Record set:

┄┄┄┄┄┄

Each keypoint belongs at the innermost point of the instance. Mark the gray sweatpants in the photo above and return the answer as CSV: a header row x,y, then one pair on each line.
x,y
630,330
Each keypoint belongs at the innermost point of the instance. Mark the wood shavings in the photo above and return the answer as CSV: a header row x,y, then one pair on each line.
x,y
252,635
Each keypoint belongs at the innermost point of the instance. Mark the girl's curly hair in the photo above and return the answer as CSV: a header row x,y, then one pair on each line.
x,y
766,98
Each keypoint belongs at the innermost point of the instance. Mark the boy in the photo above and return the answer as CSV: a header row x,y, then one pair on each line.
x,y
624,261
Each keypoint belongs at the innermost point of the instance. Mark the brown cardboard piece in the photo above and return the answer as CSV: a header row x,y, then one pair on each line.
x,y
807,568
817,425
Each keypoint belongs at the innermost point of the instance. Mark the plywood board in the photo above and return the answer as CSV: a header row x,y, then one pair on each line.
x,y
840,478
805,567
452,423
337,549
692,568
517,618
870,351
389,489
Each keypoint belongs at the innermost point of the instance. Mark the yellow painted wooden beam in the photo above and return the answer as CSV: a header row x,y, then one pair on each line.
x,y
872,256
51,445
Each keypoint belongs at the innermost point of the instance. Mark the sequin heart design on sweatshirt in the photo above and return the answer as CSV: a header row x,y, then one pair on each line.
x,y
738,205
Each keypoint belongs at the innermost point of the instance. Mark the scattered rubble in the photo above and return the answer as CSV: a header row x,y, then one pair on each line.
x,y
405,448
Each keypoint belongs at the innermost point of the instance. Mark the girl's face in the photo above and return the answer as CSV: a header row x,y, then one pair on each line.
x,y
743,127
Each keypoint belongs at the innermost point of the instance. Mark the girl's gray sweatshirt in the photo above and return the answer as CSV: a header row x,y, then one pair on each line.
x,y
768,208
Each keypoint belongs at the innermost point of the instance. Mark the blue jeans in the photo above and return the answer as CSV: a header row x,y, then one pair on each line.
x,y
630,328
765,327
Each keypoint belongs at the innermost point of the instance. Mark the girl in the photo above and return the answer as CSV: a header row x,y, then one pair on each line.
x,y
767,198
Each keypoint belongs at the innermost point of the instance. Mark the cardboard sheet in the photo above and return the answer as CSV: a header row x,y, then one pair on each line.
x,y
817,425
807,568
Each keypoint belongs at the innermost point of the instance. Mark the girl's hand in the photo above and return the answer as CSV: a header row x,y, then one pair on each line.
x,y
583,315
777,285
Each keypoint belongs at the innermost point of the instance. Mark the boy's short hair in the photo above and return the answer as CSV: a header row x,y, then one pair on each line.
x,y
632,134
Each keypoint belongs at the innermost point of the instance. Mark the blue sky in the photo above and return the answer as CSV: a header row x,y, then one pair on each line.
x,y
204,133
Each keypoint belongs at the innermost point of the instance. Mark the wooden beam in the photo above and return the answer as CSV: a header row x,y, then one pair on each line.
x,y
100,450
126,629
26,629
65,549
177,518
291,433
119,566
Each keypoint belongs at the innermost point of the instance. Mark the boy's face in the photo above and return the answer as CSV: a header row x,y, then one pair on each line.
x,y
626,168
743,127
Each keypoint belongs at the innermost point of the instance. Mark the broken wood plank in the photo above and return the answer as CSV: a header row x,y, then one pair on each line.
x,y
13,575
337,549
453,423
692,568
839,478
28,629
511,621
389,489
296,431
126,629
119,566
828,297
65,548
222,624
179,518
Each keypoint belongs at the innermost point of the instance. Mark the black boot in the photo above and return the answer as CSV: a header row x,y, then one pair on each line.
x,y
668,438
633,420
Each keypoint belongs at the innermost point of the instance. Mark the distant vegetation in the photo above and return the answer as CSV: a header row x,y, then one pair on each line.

┄┄┄┄┄┄

Required work: An exact copy of the lines from the one with "Mark the cardboard" through the final line of the entries is the whole answer.

Solution to this exercise:
Each keypoint belongs at the innermost point of the instance. Mark the cardboard sheet in the photo above and return the answer as CSV: a header row x,y, then one pair on each line.
x,y
817,425
807,568
Each keypoint belongs at the innermost point of the instance. Mark the girl's hand in the photo above and return the answer as CSV: a header row x,y, then one pair on each line.
x,y
583,315
777,285
Each keypoint belongs at the innermost point of the instance. Mark the boy's short hair in the photo above and return the answer as CSV: a header row x,y, then one pair on each line.
x,y
632,134
Each keypoint belongs at the innermost point of the instance. Mark the blue sky in the photo above and return the answer as CSV: a header row x,y, then one pair on each line.
x,y
204,133
Each keypoint belongs at the innermost point of the instance. Mark the wooden beam in the photo above and return the answer as CSV: a header row x,y, then one pair on each line.
x,y
100,450
126,629
26,629
65,549
177,518
291,433
119,566
Each keypoint belongs at the innermost point of the instance. Mark the boy's face in the photo above and return the answer as CSV: a header row x,y, then one pair on each line.
x,y
626,168
743,127
Each keypoint belongs at the innermost point of the instance. Mark the broken wood plank in the photo above and return the answer as CSV: a header row x,y, then one pair on each line.
x,y
13,575
337,549
453,423
692,568
839,478
28,629
511,621
389,489
296,431
126,629
119,566
828,297
65,548
222,624
179,518
Each keypoint belongs at the innermost point of the instance. Mark the black boot in the photo above and return the answer as CSV: a header row x,y, then one pair on each line.
x,y
668,438
633,420
Each keypoint belongs at the innermost point of the instance. Mark the distant vegetation in the photo above and return the answer as CSV: a header row x,y, then one pair on each line.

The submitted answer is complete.